I do not believe that academics can follow two quite different moral orders, one for the laboratory bench or the library, the other for public life. If we are indeed a profession, then we follow the dictates of our profession all the time. That means a respect for truth, for evidence, for the power of argument, for accepting that one can be wrong. To defend the existing state of affairs in defiance of the evidence that something is badly wrong is not the mark of a professional, let alone of an intellectual. It is simply the response of someone determined to protect a vested interest.’
***
I wouldn’t change anything in that statement today. But I have learned that hitching research to ‘national purposes’, most necessary in the 1990s to gain a greater share of public money, comes with a cost. The national purpose can overwhelm the research, and force it into arid and unproductive pastures, which is what has happened to research in the global warming and ‘climate change’ field.
None of this is new: governments in the 1950s and 1960s set up numerous research groups to provide answers to questions and problems that concerned governments. Very often tension developed between the research groups and the governments, which wanted answers faster, and often in a particular direction. That is happening today.
But it is time for someone in power to see that this is finally a waste of taxpayer’s money, and put an end to it. I hope that the Abbott Government is up to the task.
Well Don, I couldn’t argue with your 4th paragraph (“The major result of much research …”). That is about as succinct a summary of the destructive effects of government directed research priorities as I’ve seen. Those points go a long way toward explaining why some academics and research scientists do no real research at all. At most they put their name on grants, give talks and oversee chain-gangs of postgraduate students and postdoctoral fellows. One of the things that struck me on first reading the Climategate emails was how many were sent ‘in haste’ by someone bragging they were at a meeting in some exotic location.
However, although probably true 21 years ago, I don’t think this statement holds up any longer:
“To the best of my knowledge, no Australian academic has ever been dismissed for failing to do research, and none is likely to be.”
In the sense of ‘real research’ it may be true, but if that academic fails to bring in research dollars, then administrators will try to get ride of him (and possibly her), at least in the sciences. I’ve watched it happen, and while it is true that those that fought back could not be budged, mostly they just hung on until the next restructuring ‘retirement’ package came along and then quit. Modern academia is a machine that acquires and spends tax dollars and any academic who does not contribute to that function is considered dead wood.
Where your statement really falls down, though, is for those trying to get a job. Without strong evidence that they can turn government money into high impact publications and a stream of grants, they would not even be considered for a job in academia. They wouldn’t make the first cut. Possibly this isn’t true in the arts but in my experience it is true in the sciences, even the squishy ones.
Don
I like that post
I know you love to characterize AGW as mindless orthodoxy. But AGW was first proposed by the Swedish physicist Arrrhenius in 1896. His ideas were ignored for first 40 years, laughed at for the next 40 and only taken seriously in the last 30 or so years. Have a look at this quote from wiki
“Arrhenius estimated that halving of CO2 would decrease temperatures by 4–5 °C
(Celsius) and a doubling of CO2 would cause a temperature rise of 5–6 °C.[10] In his 1906 publication, Arrhenius adjusted the value downwards to 1.6 °C (including water vapor feedback: 2.1 °C). Recent (2014) estimates from IPCC say this value (the Climate sensitivity) is likely to be between 1.5 and 4.5 °C.”

SOURCE MATERIAL »
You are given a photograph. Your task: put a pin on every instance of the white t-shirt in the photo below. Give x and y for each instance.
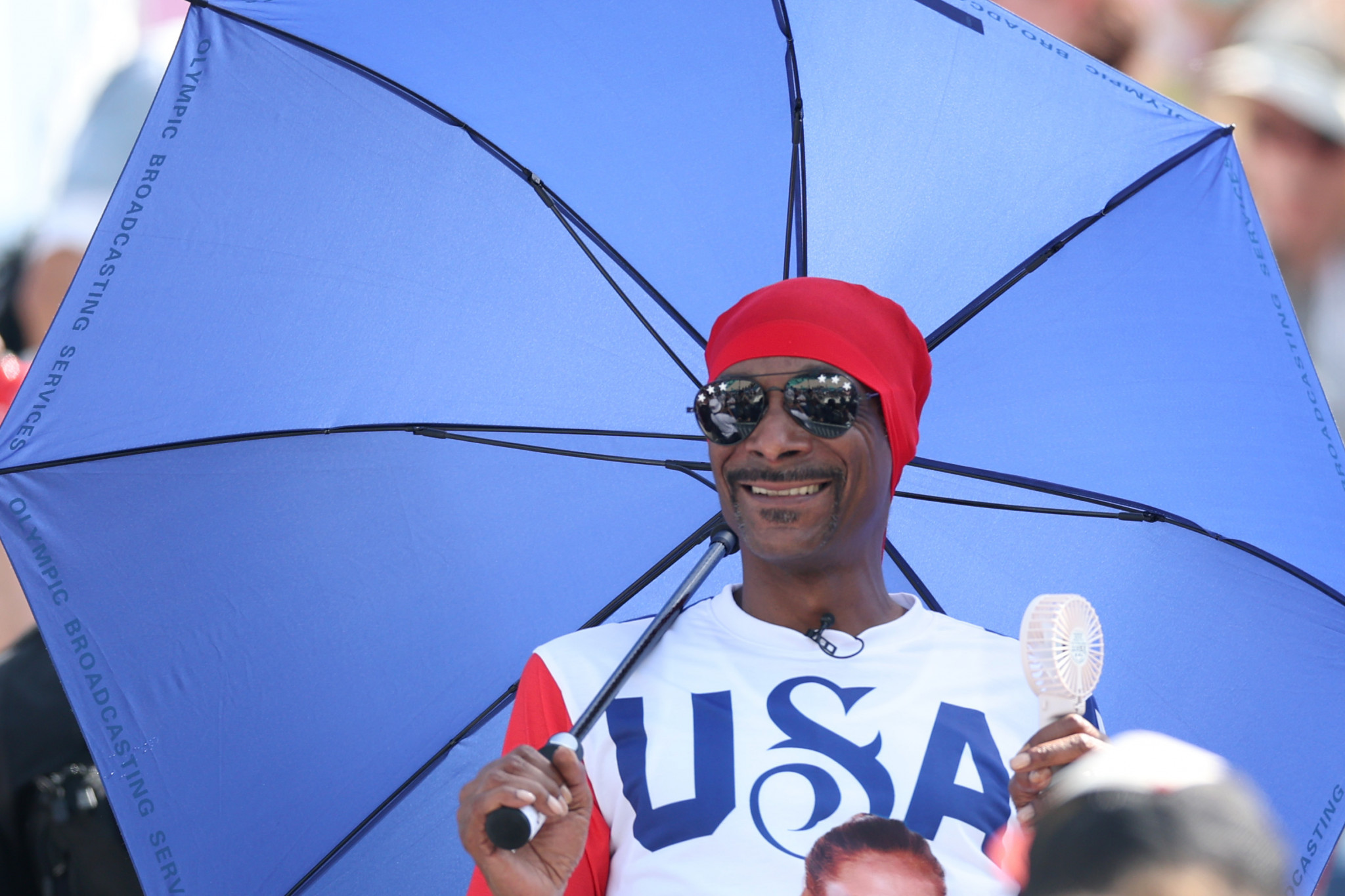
(736, 743)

WORK TO DO » Copy word for word the part of the discussion of academic research above that lies between "None of this" and "to the task.", inclusive.

RESPONSE TO THIS TASK »
None of this is new: governments in the 1950s and 1960s set up numerous research groups to provide answers to questions and problems that concerned governments. Very often tension developed between the research groups and the governments, which wanted answers faster, and often in a particular direction. That is happening today.
But it is time for someone in power to see that this is finally a waste of taxpayer’s money, and put an end to it. I hope that the Abbott Government is up to the task.